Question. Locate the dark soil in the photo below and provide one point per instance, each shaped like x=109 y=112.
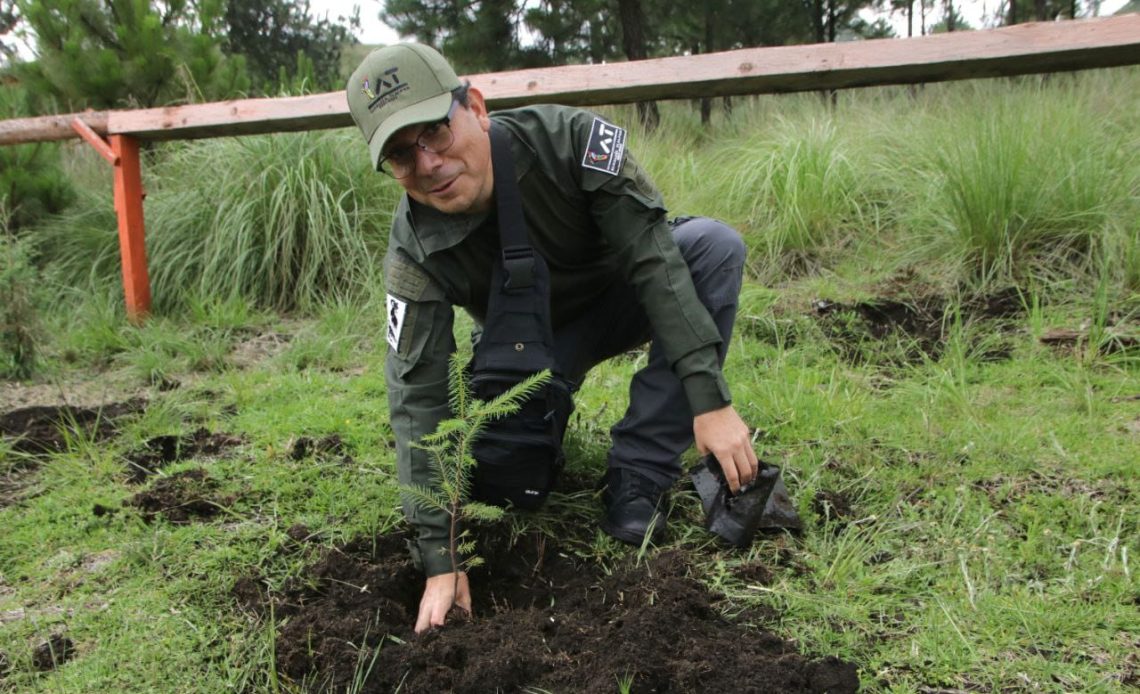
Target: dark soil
x=331 y=446
x=53 y=653
x=542 y=619
x=161 y=451
x=46 y=430
x=831 y=505
x=181 y=498
x=912 y=328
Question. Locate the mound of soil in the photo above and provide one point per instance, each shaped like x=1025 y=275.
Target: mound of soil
x=919 y=324
x=181 y=498
x=542 y=619
x=45 y=429
x=53 y=653
x=161 y=451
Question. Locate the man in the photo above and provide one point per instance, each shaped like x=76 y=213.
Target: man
x=620 y=275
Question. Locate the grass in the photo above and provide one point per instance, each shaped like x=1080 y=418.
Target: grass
x=971 y=519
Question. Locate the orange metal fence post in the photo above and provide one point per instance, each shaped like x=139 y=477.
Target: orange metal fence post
x=131 y=231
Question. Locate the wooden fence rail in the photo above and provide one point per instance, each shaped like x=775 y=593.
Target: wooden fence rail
x=1014 y=50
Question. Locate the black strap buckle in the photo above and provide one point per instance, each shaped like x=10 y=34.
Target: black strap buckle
x=519 y=262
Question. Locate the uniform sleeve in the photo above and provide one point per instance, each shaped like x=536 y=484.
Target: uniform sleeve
x=420 y=344
x=630 y=213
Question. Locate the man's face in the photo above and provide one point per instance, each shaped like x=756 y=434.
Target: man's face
x=457 y=180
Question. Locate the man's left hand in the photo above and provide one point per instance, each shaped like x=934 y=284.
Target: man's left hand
x=723 y=433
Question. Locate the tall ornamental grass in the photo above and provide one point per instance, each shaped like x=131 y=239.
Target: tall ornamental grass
x=1019 y=180
x=282 y=221
x=789 y=181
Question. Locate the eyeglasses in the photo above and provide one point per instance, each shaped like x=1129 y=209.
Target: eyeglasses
x=400 y=162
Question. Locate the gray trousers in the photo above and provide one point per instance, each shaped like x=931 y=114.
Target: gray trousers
x=658 y=424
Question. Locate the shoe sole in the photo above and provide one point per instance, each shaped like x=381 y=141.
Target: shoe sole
x=635 y=538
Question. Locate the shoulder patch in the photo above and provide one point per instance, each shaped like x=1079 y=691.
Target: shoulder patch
x=605 y=148
x=405 y=278
x=397 y=310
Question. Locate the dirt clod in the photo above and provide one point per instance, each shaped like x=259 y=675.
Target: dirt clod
x=831 y=505
x=542 y=619
x=53 y=653
x=160 y=451
x=181 y=498
x=324 y=447
x=47 y=429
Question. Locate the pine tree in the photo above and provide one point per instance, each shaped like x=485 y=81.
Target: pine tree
x=116 y=54
x=453 y=463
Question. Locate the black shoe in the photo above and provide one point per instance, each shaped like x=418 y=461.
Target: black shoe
x=635 y=506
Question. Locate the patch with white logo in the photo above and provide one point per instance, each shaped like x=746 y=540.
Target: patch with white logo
x=397 y=310
x=605 y=147
x=387 y=88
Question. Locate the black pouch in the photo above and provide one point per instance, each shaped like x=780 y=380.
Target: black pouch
x=519 y=456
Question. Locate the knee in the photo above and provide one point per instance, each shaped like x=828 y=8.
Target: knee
x=710 y=243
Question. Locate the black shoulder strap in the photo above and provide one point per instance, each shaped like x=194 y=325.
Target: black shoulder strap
x=516 y=333
x=518 y=255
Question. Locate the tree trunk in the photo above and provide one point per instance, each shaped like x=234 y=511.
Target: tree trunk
x=633 y=41
x=706 y=101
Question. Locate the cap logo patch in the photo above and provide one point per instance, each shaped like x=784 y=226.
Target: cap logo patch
x=605 y=148
x=389 y=87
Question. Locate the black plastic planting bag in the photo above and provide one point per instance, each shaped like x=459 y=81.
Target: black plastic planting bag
x=520 y=455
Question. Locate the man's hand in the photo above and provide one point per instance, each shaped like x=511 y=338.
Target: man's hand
x=440 y=593
x=723 y=433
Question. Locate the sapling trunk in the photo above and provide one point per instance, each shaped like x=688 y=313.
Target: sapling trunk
x=449 y=449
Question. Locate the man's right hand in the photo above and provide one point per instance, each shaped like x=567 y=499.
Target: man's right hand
x=440 y=593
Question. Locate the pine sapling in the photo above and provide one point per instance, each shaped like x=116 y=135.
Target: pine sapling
x=449 y=448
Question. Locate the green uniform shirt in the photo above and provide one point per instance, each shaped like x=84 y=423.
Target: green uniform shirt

————

### PROBLEM DETAILS
Transcribe all of the records above line for line, leaving out the pictures.

### TASK OUTPUT
Question. Locate the dark soil in the photo below and provide one point per instance, each shaped like x=109 y=112.
Target: dark soil
x=331 y=446
x=53 y=653
x=542 y=619
x=161 y=451
x=46 y=430
x=831 y=505
x=181 y=498
x=912 y=328
Question. Locate the mound of soil in the photo above and provide one point per instance, each shaped like x=1025 y=275.
Target: mound of soil
x=919 y=324
x=181 y=498
x=542 y=619
x=45 y=429
x=53 y=653
x=161 y=451
Question. Locate the man in the photo above and provide one point per instance, each shaped like x=76 y=213.
Target: man
x=620 y=275
Question. Locate the grass in the photo above and provide one point per instance, each shaped like x=1080 y=418.
Target: grass
x=971 y=519
Question. Locate the orange metal fence post in the photo above and provide one point per instance, each shaped like x=139 y=477.
Target: orange metal fence post
x=131 y=231
Question. Locate the wooden fence rail in the photo above and provide one point per instance, each shaped like x=775 y=593.
Target: wooden fence rail
x=1014 y=50
Question. Locate the black strap buckle in the photo above and provide one point per instance, each shaped like x=10 y=34.
Target: black strap buckle
x=519 y=262
Question. Locate the uniform sleeve in the photo above and provide one point per instance, each shaped like x=536 y=484.
Target: uniform sleeve
x=420 y=344
x=630 y=213
Question. Locate the man's face in the photo above and provide one point per instance, each shaped like x=756 y=434.
Target: man's face
x=457 y=180
Question. Locate the man's left hand in the photo above and provide one point per instance, each shaped like x=934 y=284.
Target: man's left hand
x=723 y=433
Question. Locate the tall ornamental grass in the photo above and provide one point per instance, each shaped like x=131 y=239.
Target: tall ornamental grass
x=1019 y=180
x=282 y=221
x=789 y=181
Question. Locate the eyeglasses in the photo above and provide one point per instance, each shaped like x=1129 y=209.
Target: eyeglasses
x=400 y=162
Question. Locate the gray trousers in the photo above and provide one point per instance, each shaped like x=931 y=114.
Target: gray trousers
x=658 y=424
Question. Locate the shoe sole in the photo above and provide one point per instance, each shaped like x=381 y=141.
Target: shoe sole
x=635 y=538
Question. Locate the shoulder patch in the photo above and provide one point per instance, each shaped like x=1079 y=691.
Target: shoulder patch
x=605 y=148
x=405 y=278
x=397 y=310
Question. Locate the dirt clod in the photo above and provide one point per instance, each shaped like x=259 y=675.
Target: dirt clod
x=831 y=505
x=542 y=619
x=53 y=653
x=160 y=451
x=181 y=498
x=324 y=447
x=47 y=429
Question. Locate the pine tree in the photo above and provide one point per instance, each shaped like x=485 y=81.
Target: pine tree
x=116 y=54
x=453 y=463
Question. Locate the black shoe in the photo above and provide one point per instance, each shaped like x=418 y=461.
Target: black shoe
x=635 y=506
Question. Locate the patch with white logo in the photo above and provide one point per instance, each shaped like x=746 y=540.
Target: patch with white logo
x=397 y=310
x=605 y=147
x=387 y=88
Question. Locate the black pouch in the photo above and provide one point per instance, each shaped like x=780 y=380.
Target: black pouch
x=519 y=456
Question. Locate the knee in the photo above and provide one point per instance, each shaped like x=828 y=8.
Target: knee
x=710 y=243
Question. Locate the black shoulder strap in the photo above and provide one point per instance, each shaped like x=194 y=325.
Target: black shoulder strap
x=516 y=333
x=518 y=255
Question. Locate the tree trunk in the photo above and provide one point per instance, each shaped like x=234 y=511.
Target: tree trunk
x=633 y=41
x=706 y=101
Question. Locate the cap logo patch in the photo above and provide one point per instance, each shaped like x=784 y=226.
Target: cap logo patch
x=605 y=148
x=389 y=87
Question. Locate the black plastic planting bag in the photo above and provide one point per instance, each shaped like x=459 y=81.
Target: black plastic planting bag
x=520 y=455
Question. Locate the man's hand in the photo above and provide one point per instance, each shaped like x=511 y=338.
Target: man's hand
x=440 y=593
x=723 y=433
Question. Locate the sapling trunk in the photo above and provide one point per instance, each shaped like x=688 y=313.
Target: sapling trunk
x=449 y=449
Question. Locate the man's right hand in the photo above and provide one point per instance, each shaped like x=567 y=499.
Target: man's right hand
x=440 y=593
Question. Locate the pine sapling in the photo above and provide one point per instance, each shaped like x=116 y=135.
Target: pine sapling
x=449 y=448
Question. Locate the green uniform shirt in the photo above and provide one point per instance, each shaped like x=84 y=423.
Target: green uniform shirt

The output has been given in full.